Homélie pour le Dimanche XVIII, année C (Lc 12, 13-21)
Les lectures de ce dimanche nous proposent à la méditation le problème de l’attachement aux richesses de ce monde.
La première lecture nous dit : que reste-t-il à l’homme de toute la peine et de tous les calculs pour lesquels il se fatigue sous le soleil ? Tous les jours sont autant de souffrances, ses occupations sont autant de tourments : même la nuit, son cœur n’a pas de repos.

────────────────

TRAVAIL À FAIRE = Extrayez de l'homélie, mot pour mot, le passage qui va de « La première lecture » jusqu'à « pas de repos. ».

DONNÉES FOURNIES =
────────────────

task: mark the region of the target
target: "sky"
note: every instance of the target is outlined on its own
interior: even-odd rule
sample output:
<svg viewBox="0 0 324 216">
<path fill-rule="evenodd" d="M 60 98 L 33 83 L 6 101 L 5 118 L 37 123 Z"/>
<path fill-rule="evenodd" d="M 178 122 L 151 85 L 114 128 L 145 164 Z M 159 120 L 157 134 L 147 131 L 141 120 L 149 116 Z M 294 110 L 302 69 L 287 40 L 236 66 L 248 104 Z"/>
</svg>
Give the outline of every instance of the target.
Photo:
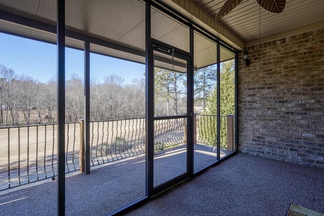
<svg viewBox="0 0 324 216">
<path fill-rule="evenodd" d="M 16 75 L 25 75 L 46 82 L 57 73 L 56 45 L 0 32 L 0 64 L 12 69 Z M 65 48 L 65 79 L 72 73 L 84 77 L 83 51 Z M 91 53 L 90 77 L 102 82 L 104 77 L 115 74 L 131 83 L 144 78 L 144 64 Z"/>
</svg>

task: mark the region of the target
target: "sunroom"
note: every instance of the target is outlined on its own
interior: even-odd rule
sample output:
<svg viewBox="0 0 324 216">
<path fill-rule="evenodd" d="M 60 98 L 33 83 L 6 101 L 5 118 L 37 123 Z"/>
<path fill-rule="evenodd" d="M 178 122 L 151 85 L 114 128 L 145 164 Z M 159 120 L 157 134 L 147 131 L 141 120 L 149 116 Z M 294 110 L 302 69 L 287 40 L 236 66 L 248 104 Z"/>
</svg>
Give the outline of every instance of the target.
<svg viewBox="0 0 324 216">
<path fill-rule="evenodd" d="M 123 213 L 237 152 L 322 174 L 324 3 L 228 2 L 0 0 L 2 210 Z"/>
</svg>

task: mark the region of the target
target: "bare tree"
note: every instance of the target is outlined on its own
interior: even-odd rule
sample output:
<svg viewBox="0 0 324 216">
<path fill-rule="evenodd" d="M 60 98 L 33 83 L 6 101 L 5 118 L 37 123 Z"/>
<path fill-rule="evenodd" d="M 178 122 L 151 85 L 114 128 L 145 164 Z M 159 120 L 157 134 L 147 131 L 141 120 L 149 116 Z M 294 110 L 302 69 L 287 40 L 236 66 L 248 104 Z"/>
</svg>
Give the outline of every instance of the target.
<svg viewBox="0 0 324 216">
<path fill-rule="evenodd" d="M 5 110 L 8 113 L 8 107 L 7 105 L 4 107 L 5 103 L 5 94 L 9 94 L 9 83 L 11 79 L 14 77 L 15 72 L 11 68 L 7 68 L 3 64 L 0 64 L 0 125 L 4 124 L 4 110 Z M 5 108 L 5 109 L 4 109 Z M 8 121 L 6 120 L 6 125 L 8 125 Z"/>
</svg>

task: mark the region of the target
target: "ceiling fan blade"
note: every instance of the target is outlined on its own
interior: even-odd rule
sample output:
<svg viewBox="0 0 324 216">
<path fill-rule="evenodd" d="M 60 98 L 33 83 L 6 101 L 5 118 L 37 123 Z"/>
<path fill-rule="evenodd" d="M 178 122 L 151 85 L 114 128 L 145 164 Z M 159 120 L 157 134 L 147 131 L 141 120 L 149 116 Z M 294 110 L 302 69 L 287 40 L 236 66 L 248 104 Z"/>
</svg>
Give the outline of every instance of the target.
<svg viewBox="0 0 324 216">
<path fill-rule="evenodd" d="M 284 11 L 286 0 L 257 0 L 259 5 L 267 11 L 278 13 Z"/>
<path fill-rule="evenodd" d="M 219 20 L 222 17 L 229 13 L 243 0 L 227 0 L 224 4 L 219 12 L 216 16 L 216 20 Z"/>
</svg>

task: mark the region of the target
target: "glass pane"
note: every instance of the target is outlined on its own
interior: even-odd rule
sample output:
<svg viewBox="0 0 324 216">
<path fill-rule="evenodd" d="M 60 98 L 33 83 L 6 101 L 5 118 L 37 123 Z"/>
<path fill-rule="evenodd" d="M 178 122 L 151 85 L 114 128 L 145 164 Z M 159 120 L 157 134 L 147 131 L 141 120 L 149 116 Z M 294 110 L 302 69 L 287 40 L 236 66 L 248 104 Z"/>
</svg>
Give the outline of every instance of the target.
<svg viewBox="0 0 324 216">
<path fill-rule="evenodd" d="M 220 157 L 234 150 L 235 60 L 234 55 L 220 48 Z"/>
<path fill-rule="evenodd" d="M 187 111 L 186 61 L 154 51 L 154 115 Z M 154 121 L 154 187 L 187 171 L 187 118 Z"/>
<path fill-rule="evenodd" d="M 153 38 L 190 52 L 189 29 L 154 9 L 151 10 L 151 34 Z"/>
<path fill-rule="evenodd" d="M 154 55 L 154 116 L 186 114 L 186 61 L 156 51 Z"/>
<path fill-rule="evenodd" d="M 2 33 L 0 38 L 1 214 L 55 215 L 57 47 Z"/>
<path fill-rule="evenodd" d="M 90 44 L 91 173 L 80 174 L 77 170 L 67 175 L 66 212 L 106 215 L 146 195 L 145 5 L 127 0 L 68 1 L 66 5 L 67 28 L 108 44 Z M 84 52 L 80 52 L 83 58 Z M 84 93 L 78 100 L 76 90 L 80 88 L 76 87 L 83 84 L 84 64 L 71 59 L 66 62 L 74 66 L 71 67 L 74 73 L 79 72 L 72 82 L 66 75 L 66 103 L 75 110 L 67 110 L 67 117 L 74 120 L 83 115 L 78 110 L 84 109 Z M 68 89 L 74 94 L 68 95 Z M 82 122 L 76 123 L 75 131 L 71 126 L 68 129 L 78 147 Z M 74 138 L 68 138 L 69 148 Z M 78 152 L 75 155 L 78 157 Z"/>
<path fill-rule="evenodd" d="M 194 171 L 217 160 L 217 45 L 194 33 Z"/>
</svg>

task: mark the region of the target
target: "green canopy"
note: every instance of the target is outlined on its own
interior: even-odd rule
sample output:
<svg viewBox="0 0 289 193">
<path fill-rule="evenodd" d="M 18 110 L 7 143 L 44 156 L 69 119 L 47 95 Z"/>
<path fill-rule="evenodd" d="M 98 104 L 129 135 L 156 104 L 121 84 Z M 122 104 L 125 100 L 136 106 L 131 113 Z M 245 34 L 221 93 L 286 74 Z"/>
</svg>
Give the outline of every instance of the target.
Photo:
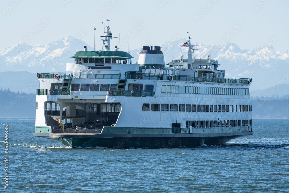
<svg viewBox="0 0 289 193">
<path fill-rule="evenodd" d="M 121 51 L 79 51 L 70 58 L 134 58 L 126 52 Z"/>
</svg>

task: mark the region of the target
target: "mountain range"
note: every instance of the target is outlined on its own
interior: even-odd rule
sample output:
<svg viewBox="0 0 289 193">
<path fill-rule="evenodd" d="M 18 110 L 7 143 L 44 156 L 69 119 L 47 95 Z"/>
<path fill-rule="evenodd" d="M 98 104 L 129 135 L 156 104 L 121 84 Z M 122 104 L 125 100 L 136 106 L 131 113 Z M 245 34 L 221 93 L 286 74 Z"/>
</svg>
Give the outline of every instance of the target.
<svg viewBox="0 0 289 193">
<path fill-rule="evenodd" d="M 165 42 L 160 45 L 166 64 L 173 58 L 179 58 L 181 54 L 184 58 L 187 58 L 188 48 L 180 48 L 179 46 L 187 41 L 183 38 Z M 229 42 L 223 43 L 212 45 L 192 43 L 193 45 L 198 45 L 194 47 L 198 49 L 195 50 L 195 58 L 206 59 L 210 54 L 211 59 L 217 59 L 219 63 L 222 65 L 218 69 L 225 70 L 226 77 L 252 78 L 250 86 L 252 91 L 272 87 L 276 91 L 277 87 L 282 89 L 287 87 L 281 86 L 289 83 L 289 51 L 281 53 L 275 50 L 271 45 L 268 45 L 252 49 L 242 49 Z M 69 57 L 74 56 L 77 51 L 84 50 L 84 42 L 71 36 L 47 44 L 34 46 L 21 42 L 0 51 L 0 72 L 27 71 L 35 74 L 37 72 L 66 71 L 66 63 L 74 62 Z M 87 45 L 88 50 L 93 50 L 92 47 Z M 130 51 L 129 53 L 136 58 L 133 62 L 137 62 L 139 49 Z M 18 78 L 15 80 L 14 84 L 22 80 L 21 77 L 24 77 L 27 72 L 23 73 L 23 75 L 19 73 L 17 75 Z M 28 80 L 27 85 L 30 83 L 29 81 L 31 80 Z M 10 81 L 13 82 L 13 80 Z M 13 88 L 9 88 L 15 90 Z M 286 94 L 286 91 L 283 92 L 284 94 L 289 94 L 288 92 Z"/>
</svg>

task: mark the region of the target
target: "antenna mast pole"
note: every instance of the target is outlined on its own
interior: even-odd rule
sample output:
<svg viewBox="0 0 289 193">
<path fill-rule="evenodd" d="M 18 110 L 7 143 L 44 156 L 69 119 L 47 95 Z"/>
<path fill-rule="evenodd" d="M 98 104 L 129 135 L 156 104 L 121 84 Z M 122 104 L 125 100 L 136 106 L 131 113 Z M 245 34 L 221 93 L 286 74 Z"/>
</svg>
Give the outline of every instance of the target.
<svg viewBox="0 0 289 193">
<path fill-rule="evenodd" d="M 93 44 L 93 50 L 95 50 L 95 23 L 94 23 L 94 43 Z"/>
</svg>

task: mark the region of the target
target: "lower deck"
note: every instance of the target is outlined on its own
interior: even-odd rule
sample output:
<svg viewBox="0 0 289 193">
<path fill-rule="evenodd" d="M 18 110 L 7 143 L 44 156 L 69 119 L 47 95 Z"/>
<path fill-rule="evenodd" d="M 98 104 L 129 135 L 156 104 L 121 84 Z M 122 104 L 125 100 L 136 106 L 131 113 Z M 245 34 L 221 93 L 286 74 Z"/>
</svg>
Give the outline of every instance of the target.
<svg viewBox="0 0 289 193">
<path fill-rule="evenodd" d="M 34 133 L 35 136 L 59 141 L 73 148 L 178 148 L 222 145 L 253 131 L 218 134 L 60 134 Z"/>
</svg>

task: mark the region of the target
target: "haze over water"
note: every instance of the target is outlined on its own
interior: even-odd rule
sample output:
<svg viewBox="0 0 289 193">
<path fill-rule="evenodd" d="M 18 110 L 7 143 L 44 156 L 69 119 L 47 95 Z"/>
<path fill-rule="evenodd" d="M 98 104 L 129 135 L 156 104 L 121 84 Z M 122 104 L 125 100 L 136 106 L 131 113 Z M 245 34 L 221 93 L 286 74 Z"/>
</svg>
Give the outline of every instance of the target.
<svg viewBox="0 0 289 193">
<path fill-rule="evenodd" d="M 20 192 L 289 192 L 289 120 L 253 121 L 253 135 L 221 146 L 75 149 L 33 136 L 34 119 L 0 119 L 2 143 L 3 124 L 9 125 L 9 189 Z"/>
</svg>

────────────────

CORRIGÉ =
La première lecture nous dit : que reste-t-il à l’homme de toute la peine et de tous les calculs pour lesquels il se fatigue sous le soleil ? Tous les jours sont autant de souffrances, ses occupations sont autant de tourments : même la nuit, son cœur n’a pas de repos.